> Zu erledigen:
1. Wie viele Hilfsorganisationen besitzen laut dem Text zu Schweizer Spendengeldern das Zewo-Gütesiegel?
2. Führen Sie den Text zu Schweizer Spendengeldern im Anschluss an seinen letzten Satz fort.

> Ausgewählter Text:
+++

1,8 Milliarden Spendengelder

Im Jahr 2015 haben die Hilfswerke in der Schweiz nicht weniger als 1,8 Milliarden Franken Spenden erhalten. Das sind nochmals über 100 Millionen Franken mehr als im Vorjahr. Fast 60 Prozent dieser Gelder, rund 1,1 Milliarden, gingen an die Organisationen mit dem Zewo-Gütesiegel (siehe Kasten). Betrachtet man deren Gesamtumsatz, so machen die Spenden genau einen Drittel aus; Es kommen 40 Prozent staatliche Beiträge sowie 27 Prozent Eigenleistungen oder andere Einnahmen hinzu. Damit ergibt sich ein Total von 3,32 Milliarden Franken Jahresumsatz. Und extrapoliert man diesen auf alle Hilfsorganisationen, so kommt man auf sagenhafte 5,5 Milliarden Franken.

Trau, schau wem

Es lohnt sich also, als Spenderin oder Spender bei Sammelaktionen und insbesondere auch bei Legaten ganz genau hinzusehen, wer berücksichtigt werden soll. Der wichtigste Spendetipp ist so lapidar wie entscheidend: Wählen Sie ein Hilfswerk Ihres Vertrauens aus. Als Grundlage dafür kann das Zewo-Gütesiegel dienen, über welches rund 500 Hilfsorganisationen verfügen. Die Auswahl bleibt also nach wie vor gross. Und sie ist natürlich noch grösser, denn auch von den übrigen NPO (Non-Profit-Organisationen) sind viele, vermutlich sogar die meisten seriös. Doch statt nur auf den Werbeprospekt oder das Inserat zu vertrauen, ist es bei ihnen empfehlenswert, den Jahresbericht oder die Webseite zu studieren und bei einer Suchmaschine nachzuschauen, ob die entsprechende Organisation in letzter Zeit einmal für negative Schlagzeilen gesorgt hat. Unter der Rubrik «Hier warnt die Zewo» sind fünf Organisationen aufgelistet, die negativ aufgefallen sind, sowie weitere elf, die auf verdächtige Weise intransparent sind.

Dem eigenen Herzen folgen

Und auch der nächste Tipp klingt völlig selbstverständlich: Folgen Sie nicht den lauten Marketingbotschaften gewisser Hilfswerke, sondern schlicht dem eigenen Herzen. Unterstützen Sie jene Anliegen, die ihnen persönlich besonders wichtig sind.

Warum wollen Sie es möglichst vielen Sammlern Recht machen, Ihr Spendenbudget gleichmässig verteilen und vielen Organisationen 20,30 Franken geben? Das macht mit Blick auf die administrativen Umtriebe wenig Sinn. Unterstützen Sie lieber einige ausgewählte Hilfswerke mit einem etwas grösseren Betrag und vertrauen Sie darauf, dass andere es mit anderen Hilfsorganisationen gleichmachen. Und leisten Sie Ihre Unterstützung nachhaltig, das heisst über einige Jahre hinweg. Diese Treue bringt im Normalfall eine besonders grosse Genugtuung, weil man die Exponenten des Hilfswerks und die unterstützten Projekte kennt und deren Entwicklung mitverfolgen kann.

+++

> Vorliegendes Material:
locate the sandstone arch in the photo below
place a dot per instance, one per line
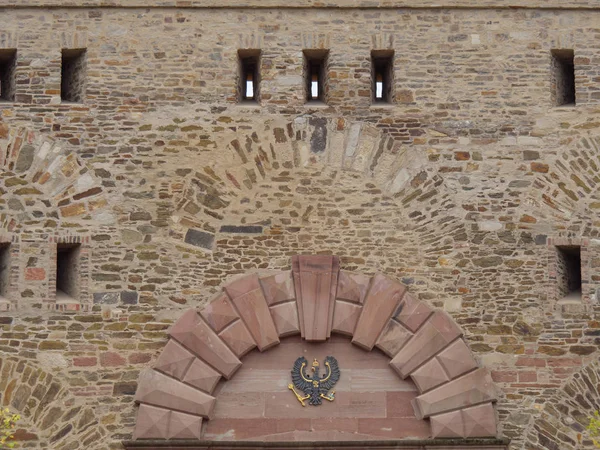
(315, 299)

+++

> Die Antworten:
1. Rund 500 Hilfsorganisationen.

2.
Pate für einzelne oder Projekte?

Die Zewo empfiehlt zudem, fair zu spenden, das heisst Projekt- oder Themenpatenschaften einzugehen und nicht mit Patenschaften für ein einzelnes Kind andere auszugrenzen. Diese konsequente Haltung wird nicht von allen Hilfsorganisationen geteilt. Und gerade wenn wir betont haben, es sei wichtig, dem eigenen Herzen zu folgen, können wir Einzelpatenschaften nicht kategorisch ablehnen; Wer sich als Spender dafür entscheidet, sollte sich indes bewusst sein, dass er oder sie dadurch im Umfeld des begünstigten Kindes für Ungerechtigkeiten und Unruhe sorgen kann.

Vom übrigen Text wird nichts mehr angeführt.